** Start of Data provided **

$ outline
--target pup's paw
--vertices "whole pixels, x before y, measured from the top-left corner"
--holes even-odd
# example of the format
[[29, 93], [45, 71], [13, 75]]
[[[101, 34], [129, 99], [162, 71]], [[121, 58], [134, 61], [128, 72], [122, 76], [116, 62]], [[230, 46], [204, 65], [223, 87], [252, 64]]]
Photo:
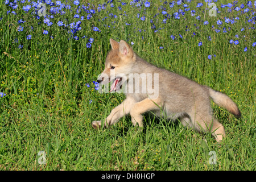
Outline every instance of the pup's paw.
[[101, 121], [93, 121], [92, 122], [92, 126], [95, 129], [101, 128]]

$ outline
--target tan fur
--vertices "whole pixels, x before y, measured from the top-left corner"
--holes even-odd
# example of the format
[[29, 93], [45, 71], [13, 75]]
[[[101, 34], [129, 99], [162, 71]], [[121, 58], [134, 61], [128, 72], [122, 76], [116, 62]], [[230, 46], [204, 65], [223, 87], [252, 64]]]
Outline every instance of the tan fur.
[[[150, 93], [127, 93], [126, 98], [106, 118], [105, 127], [114, 124], [129, 113], [134, 126], [138, 124], [143, 127], [142, 114], [150, 110], [157, 115], [172, 120], [179, 119], [184, 126], [199, 132], [210, 132], [220, 142], [225, 136], [224, 127], [213, 116], [210, 98], [236, 116], [241, 116], [236, 104], [225, 94], [146, 62], [123, 40], [118, 43], [110, 39], [110, 42], [112, 49], [107, 56], [102, 73], [110, 76], [111, 66], [114, 66], [115, 76], [119, 73], [158, 73], [159, 84], [155, 80], [152, 81], [156, 84], [154, 86], [159, 88], [159, 96], [151, 100], [152, 94]], [[98, 78], [98, 81], [104, 84], [110, 81], [106, 80], [103, 76]], [[131, 81], [128, 80], [129, 81]], [[141, 84], [140, 82], [140, 85], [134, 86], [141, 87]], [[94, 121], [92, 124], [93, 127], [98, 128], [101, 121]]]

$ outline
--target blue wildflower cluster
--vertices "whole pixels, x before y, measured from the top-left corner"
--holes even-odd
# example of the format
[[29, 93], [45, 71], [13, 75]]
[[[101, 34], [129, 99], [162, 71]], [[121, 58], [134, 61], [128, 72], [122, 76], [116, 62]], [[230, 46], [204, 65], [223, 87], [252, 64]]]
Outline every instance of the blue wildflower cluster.
[[[96, 36], [106, 34], [109, 35], [117, 28], [129, 28], [130, 33], [133, 28], [134, 34], [127, 38], [132, 42], [134, 34], [137, 35], [138, 32], [142, 33], [143, 31], [147, 33], [146, 28], [142, 30], [138, 26], [142, 23], [144, 23], [145, 26], [150, 24], [150, 27], [154, 33], [158, 34], [162, 31], [168, 31], [167, 30], [167, 25], [170, 27], [170, 24], [189, 23], [186, 21], [189, 18], [194, 20], [193, 24], [189, 27], [186, 26], [185, 31], [180, 30], [178, 33], [177, 31], [174, 33], [174, 31], [171, 29], [168, 35], [171, 40], [185, 41], [188, 38], [188, 35], [190, 38], [199, 39], [198, 46], [201, 47], [206, 44], [204, 44], [203, 39], [199, 38], [199, 32], [207, 28], [207, 31], [213, 31], [207, 38], [209, 41], [212, 40], [212, 34], [228, 34], [230, 35], [221, 35], [229, 37], [226, 40], [228, 44], [246, 45], [242, 48], [245, 52], [255, 47], [255, 37], [250, 41], [246, 40], [246, 34], [248, 31], [255, 32], [256, 1], [234, 1], [222, 4], [217, 0], [205, 0], [201, 2], [193, 0], [178, 0], [163, 2], [159, 7], [154, 7], [152, 1], [133, 0], [129, 3], [123, 1], [110, 0], [105, 3], [93, 4], [85, 3], [84, 1], [79, 0], [5, 0], [4, 4], [7, 7], [5, 9], [7, 10], [6, 14], [15, 16], [18, 19], [16, 24], [12, 25], [13, 27], [18, 33], [26, 32], [24, 33], [24, 38], [19, 36], [17, 36], [18, 38], [15, 38], [18, 39], [19, 44], [17, 47], [19, 49], [23, 48], [24, 41], [22, 40], [32, 40], [34, 38], [36, 35], [32, 32], [36, 29], [40, 30], [39, 34], [41, 35], [47, 36], [52, 39], [54, 39], [56, 34], [60, 32], [68, 39], [80, 41], [86, 38], [86, 47], [90, 48]], [[209, 10], [207, 6], [210, 3], [218, 5], [216, 8], [217, 16], [214, 23], [212, 21], [209, 23], [209, 16], [207, 15], [207, 18], [205, 18], [205, 14]], [[44, 16], [39, 14], [42, 11], [42, 3], [46, 6]], [[130, 12], [127, 11], [127, 9]], [[24, 20], [22, 18], [23, 15], [16, 13], [20, 10], [31, 19], [29, 21]], [[224, 16], [222, 15], [222, 13], [225, 13]], [[227, 13], [230, 15], [227, 16]], [[245, 24], [240, 19], [242, 15], [246, 17]], [[31, 22], [35, 23], [32, 24]], [[146, 22], [150, 22], [150, 24], [147, 24]], [[237, 26], [238, 24], [242, 26], [240, 27], [240, 32], [235, 32], [239, 36], [233, 37], [231, 34], [233, 34], [234, 26]], [[36, 27], [35, 24], [36, 24]], [[144, 36], [141, 36], [142, 39], [144, 38]], [[241, 42], [246, 43], [241, 44]], [[162, 49], [164, 47], [159, 45], [158, 47]]]

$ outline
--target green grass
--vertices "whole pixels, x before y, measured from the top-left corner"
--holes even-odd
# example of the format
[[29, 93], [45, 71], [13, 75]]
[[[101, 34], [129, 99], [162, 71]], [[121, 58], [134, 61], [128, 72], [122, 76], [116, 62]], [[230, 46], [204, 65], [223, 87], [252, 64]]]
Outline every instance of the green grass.
[[[80, 1], [80, 5], [89, 6]], [[162, 23], [162, 9], [173, 15], [179, 9], [184, 11], [183, 5], [170, 8], [169, 2], [150, 2], [150, 7], [143, 5], [140, 9], [130, 2], [125, 6], [114, 1], [114, 7], [106, 4], [106, 9], [98, 12], [98, 5], [104, 2], [92, 1], [96, 13], [91, 19], [86, 19], [88, 13], [84, 10], [79, 14], [85, 17], [82, 29], [75, 35], [79, 40], [72, 38], [68, 28], [57, 25], [59, 20], [65, 24], [78, 21], [73, 18], [77, 6], [73, 2], [71, 9], [76, 10], [52, 14], [50, 27], [42, 18], [32, 18], [33, 8], [24, 13], [22, 8], [27, 2], [19, 1], [14, 10], [16, 15], [7, 14], [14, 10], [1, 3], [0, 92], [6, 96], [0, 97], [0, 169], [255, 170], [256, 47], [252, 44], [256, 42], [256, 31], [251, 28], [255, 25], [247, 22], [249, 16], [251, 18], [255, 14], [238, 15], [234, 10], [229, 13], [228, 7], [220, 7], [228, 1], [218, 1], [216, 3], [221, 13], [216, 17], [207, 13], [204, 19], [205, 4], [201, 1], [204, 6], [200, 8], [196, 7], [197, 2], [188, 3], [191, 10], [184, 16], [167, 18], [166, 24]], [[49, 14], [51, 7], [46, 7]], [[92, 9], [90, 5], [88, 10]], [[192, 16], [193, 9], [196, 15]], [[110, 16], [110, 13], [117, 18]], [[144, 21], [136, 17], [138, 13], [139, 17], [145, 16]], [[196, 18], [199, 15], [200, 20]], [[108, 18], [102, 20], [105, 16]], [[224, 17], [237, 16], [237, 23], [225, 23]], [[21, 19], [26, 22], [17, 24]], [[222, 22], [221, 27], [216, 24], [218, 19]], [[209, 24], [204, 25], [205, 20]], [[24, 27], [22, 31], [17, 31], [19, 25]], [[93, 31], [95, 26], [101, 31]], [[224, 27], [226, 33], [222, 32]], [[245, 30], [241, 31], [242, 27]], [[217, 33], [216, 28], [221, 31]], [[49, 34], [43, 34], [43, 30]], [[27, 40], [28, 35], [31, 40]], [[94, 41], [87, 48], [90, 38]], [[123, 94], [100, 94], [92, 82], [104, 68], [110, 38], [133, 42], [134, 51], [153, 64], [225, 93], [237, 104], [242, 118], [237, 119], [212, 104], [215, 116], [226, 130], [227, 136], [220, 144], [210, 134], [203, 135], [179, 122], [150, 113], [144, 114], [142, 133], [133, 127], [129, 115], [110, 129], [93, 129], [93, 121], [104, 119], [125, 98]], [[231, 44], [231, 39], [240, 43]], [[203, 46], [199, 47], [200, 42]], [[163, 49], [159, 49], [161, 46]], [[208, 55], [213, 55], [211, 60]], [[211, 151], [216, 153], [216, 164], [209, 162]], [[46, 164], [40, 163], [40, 151], [46, 154]]]

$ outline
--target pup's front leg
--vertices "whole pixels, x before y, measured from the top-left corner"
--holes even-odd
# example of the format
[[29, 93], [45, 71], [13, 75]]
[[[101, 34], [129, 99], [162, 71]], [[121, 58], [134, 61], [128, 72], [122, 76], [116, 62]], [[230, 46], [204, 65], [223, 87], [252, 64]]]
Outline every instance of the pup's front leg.
[[[120, 105], [112, 110], [110, 114], [105, 120], [104, 127], [108, 127], [114, 125], [119, 119], [129, 113], [135, 103], [135, 101], [132, 97], [127, 97]], [[94, 129], [99, 128], [101, 125], [101, 121], [94, 121], [92, 125]]]

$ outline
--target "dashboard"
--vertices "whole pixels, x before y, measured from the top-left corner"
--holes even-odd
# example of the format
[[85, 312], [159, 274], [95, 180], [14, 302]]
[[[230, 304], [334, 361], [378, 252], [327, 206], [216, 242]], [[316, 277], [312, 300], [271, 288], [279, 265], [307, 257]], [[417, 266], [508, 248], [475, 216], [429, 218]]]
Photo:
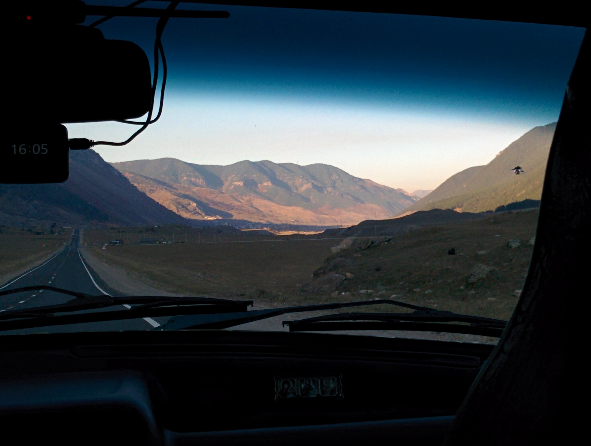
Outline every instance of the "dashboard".
[[87, 444], [437, 444], [493, 348], [224, 330], [3, 338], [2, 424]]

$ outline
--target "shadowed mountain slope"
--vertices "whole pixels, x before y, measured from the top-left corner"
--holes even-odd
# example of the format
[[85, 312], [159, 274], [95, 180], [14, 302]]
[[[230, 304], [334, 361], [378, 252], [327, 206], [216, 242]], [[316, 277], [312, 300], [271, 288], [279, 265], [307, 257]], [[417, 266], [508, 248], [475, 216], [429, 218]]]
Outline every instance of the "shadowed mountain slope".
[[161, 158], [112, 165], [168, 209], [196, 219], [350, 224], [392, 217], [417, 199], [327, 164], [243, 161], [202, 165]]
[[[554, 122], [532, 129], [486, 165], [450, 177], [405, 213], [438, 208], [482, 212], [526, 198], [539, 200], [556, 128]], [[515, 175], [511, 169], [517, 165], [525, 173]]]
[[0, 211], [14, 219], [123, 225], [187, 221], [140, 192], [93, 150], [71, 151], [58, 184], [0, 185]]

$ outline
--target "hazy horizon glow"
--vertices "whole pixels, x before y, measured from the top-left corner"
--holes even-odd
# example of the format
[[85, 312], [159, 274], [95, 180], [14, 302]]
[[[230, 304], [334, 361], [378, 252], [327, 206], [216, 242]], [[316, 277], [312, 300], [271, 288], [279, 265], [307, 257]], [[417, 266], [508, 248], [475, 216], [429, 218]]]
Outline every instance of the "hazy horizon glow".
[[[224, 9], [230, 17], [170, 20], [162, 118], [127, 146], [95, 148], [108, 161], [325, 163], [410, 192], [433, 189], [556, 121], [584, 32], [394, 14], [180, 7]], [[116, 18], [100, 27], [106, 38], [134, 40], [151, 55], [154, 24]], [[95, 140], [122, 141], [134, 130], [116, 123], [67, 127], [71, 138]]]
[[[122, 148], [95, 149], [110, 162], [171, 157], [197, 164], [323, 163], [412, 192], [486, 164], [534, 126], [408, 110], [171, 96], [167, 113], [145, 134]], [[130, 131], [116, 123], [68, 128], [71, 138], [95, 139], [123, 139]]]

** End of Data provided **

- Written instruction
Please locate each line in the data above that contains the string "slope" and copy those lines out in full. Case counts.

- The solution
--target "shadowed mountain slope"
Outline every instance of the "shadowed mountain slope".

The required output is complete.